* [Passage shown]:
An excerpt from My Grief is Not Like Yours.
In March of 2018, I took Momma to a women’s conference in Dallas. We didn’t get great seats, but we were in the middle section, halfway back in a group with about 2,300 other people. I was hoping there would be a monitor for captioning or even a person performing sign language, but there wasn’t.
I looked at Momma and moved my lips to silently say I was sorry that she couldn’t hear anything the speakers were saying. She said, “It’s OK. I’m just happy to be in the room.”
When I was about nine, and the annual piano recital was approaching. Momma was in the kitchen washing dishes and preparing for the next meal. When I needed her to listen to one of my piano pieces, knowing she couldn’t hear my fingers hit the keys didn’t matter. I just needed her there.
Looking back, I cannot imagine how tired she was, having worked with Daddy all day on the farm. I had been practicing my piano music that I was going to perform, and I asked her several times to come and listen, come be in the room. It is one of the only times that I saw and felt her frustration. It was a feeling I would never be able to understand because I took it for granted that I could hear my fingers hit the keys and she couldn’t.
I persisted in my childish ignorance. She dried her hands on the worn kitchen towel and came in the room. It was there that she would sit and pretend she could hear me play. She never said anything about my mistakes, but she did offer some of the best advice I have ever received. “Sit up and be strong. Don’t show me when you mess up. Just keep going.” This echo was familiar. My piano teacher, Mrs. Bessire, told me something very similar. “Make your mistakes loud,” she’d say as she caught my posture falling, my shoulders shrugging, or my lips pursing from a few keys that were mistakenly hit by my nervous fingers.

* [Excerpted records]:
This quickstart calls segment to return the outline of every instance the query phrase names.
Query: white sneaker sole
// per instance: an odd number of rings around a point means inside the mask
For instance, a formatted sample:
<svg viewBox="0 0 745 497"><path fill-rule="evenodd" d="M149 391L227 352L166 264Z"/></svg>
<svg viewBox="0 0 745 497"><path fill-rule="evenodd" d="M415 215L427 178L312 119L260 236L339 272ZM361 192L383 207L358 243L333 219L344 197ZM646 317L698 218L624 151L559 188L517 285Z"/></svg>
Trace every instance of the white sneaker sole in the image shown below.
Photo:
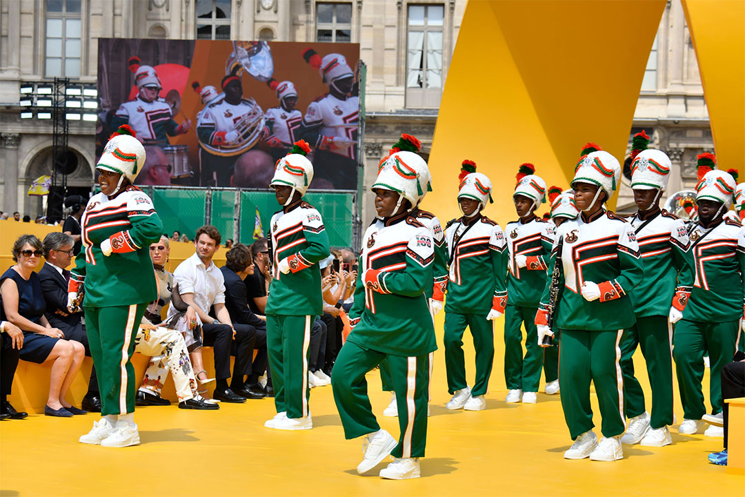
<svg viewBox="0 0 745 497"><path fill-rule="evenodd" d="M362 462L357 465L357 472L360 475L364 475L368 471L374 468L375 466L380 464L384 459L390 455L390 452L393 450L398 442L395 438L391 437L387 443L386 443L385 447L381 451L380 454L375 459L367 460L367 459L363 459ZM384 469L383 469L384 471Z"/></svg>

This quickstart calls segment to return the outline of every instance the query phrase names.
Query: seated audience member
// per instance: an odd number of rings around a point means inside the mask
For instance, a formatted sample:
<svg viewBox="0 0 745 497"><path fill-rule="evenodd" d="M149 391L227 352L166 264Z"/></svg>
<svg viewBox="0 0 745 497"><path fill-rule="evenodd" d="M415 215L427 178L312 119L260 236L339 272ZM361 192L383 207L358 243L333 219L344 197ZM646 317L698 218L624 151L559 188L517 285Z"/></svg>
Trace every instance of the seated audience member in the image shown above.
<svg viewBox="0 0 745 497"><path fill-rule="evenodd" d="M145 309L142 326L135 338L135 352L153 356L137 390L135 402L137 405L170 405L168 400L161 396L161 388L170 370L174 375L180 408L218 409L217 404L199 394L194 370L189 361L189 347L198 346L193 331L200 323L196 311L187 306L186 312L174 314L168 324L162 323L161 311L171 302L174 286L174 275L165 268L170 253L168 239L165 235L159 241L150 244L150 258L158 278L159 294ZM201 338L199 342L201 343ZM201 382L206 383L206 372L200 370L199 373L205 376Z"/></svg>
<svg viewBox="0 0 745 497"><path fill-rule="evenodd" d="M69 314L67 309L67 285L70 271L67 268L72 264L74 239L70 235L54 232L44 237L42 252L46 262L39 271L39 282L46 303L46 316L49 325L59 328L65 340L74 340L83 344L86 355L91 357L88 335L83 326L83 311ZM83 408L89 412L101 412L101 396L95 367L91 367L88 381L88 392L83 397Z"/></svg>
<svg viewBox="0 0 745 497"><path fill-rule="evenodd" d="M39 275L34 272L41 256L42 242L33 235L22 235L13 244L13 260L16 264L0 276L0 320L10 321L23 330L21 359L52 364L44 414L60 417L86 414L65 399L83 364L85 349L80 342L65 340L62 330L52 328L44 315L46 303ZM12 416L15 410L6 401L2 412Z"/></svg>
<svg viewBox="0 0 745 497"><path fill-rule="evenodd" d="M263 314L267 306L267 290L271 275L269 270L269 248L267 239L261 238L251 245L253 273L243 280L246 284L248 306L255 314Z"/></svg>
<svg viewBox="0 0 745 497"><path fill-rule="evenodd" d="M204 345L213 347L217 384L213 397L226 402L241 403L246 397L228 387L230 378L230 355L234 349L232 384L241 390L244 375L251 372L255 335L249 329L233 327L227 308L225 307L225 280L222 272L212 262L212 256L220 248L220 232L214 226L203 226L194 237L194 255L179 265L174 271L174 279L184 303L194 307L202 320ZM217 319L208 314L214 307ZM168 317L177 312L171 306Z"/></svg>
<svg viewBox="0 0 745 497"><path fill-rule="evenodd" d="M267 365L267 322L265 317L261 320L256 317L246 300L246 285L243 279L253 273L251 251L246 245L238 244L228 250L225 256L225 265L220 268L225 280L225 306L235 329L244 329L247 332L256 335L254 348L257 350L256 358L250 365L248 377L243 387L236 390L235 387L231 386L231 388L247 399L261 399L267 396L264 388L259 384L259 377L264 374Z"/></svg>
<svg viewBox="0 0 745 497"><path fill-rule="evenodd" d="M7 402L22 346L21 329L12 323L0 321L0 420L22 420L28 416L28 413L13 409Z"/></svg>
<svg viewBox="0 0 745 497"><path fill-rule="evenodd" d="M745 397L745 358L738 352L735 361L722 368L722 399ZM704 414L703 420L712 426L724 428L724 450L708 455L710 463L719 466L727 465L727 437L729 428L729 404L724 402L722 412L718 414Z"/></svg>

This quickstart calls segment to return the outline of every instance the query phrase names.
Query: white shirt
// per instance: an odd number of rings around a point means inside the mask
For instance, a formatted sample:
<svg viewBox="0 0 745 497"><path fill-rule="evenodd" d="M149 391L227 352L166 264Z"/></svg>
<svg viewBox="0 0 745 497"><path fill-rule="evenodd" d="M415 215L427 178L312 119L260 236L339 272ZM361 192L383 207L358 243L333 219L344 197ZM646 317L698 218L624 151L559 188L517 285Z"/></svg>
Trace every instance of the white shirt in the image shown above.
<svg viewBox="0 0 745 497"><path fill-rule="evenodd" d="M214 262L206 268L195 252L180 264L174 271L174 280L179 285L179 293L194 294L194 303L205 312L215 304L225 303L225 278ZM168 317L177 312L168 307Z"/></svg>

* [Task details]:
Answer these questions about the excerpt on grief:
(a) In which city was the women's conference that the writer attended with Momma?
(b) What was the name of the writer's piano teacher?
(c) What did Momma dry her hands on before coming into the room?
The data above comes from a separate source and has no connection to the excerpt.

* [Correct answer]:
(a) Dallas
(b) Mrs. Bessire
(c) The worn kitchen towel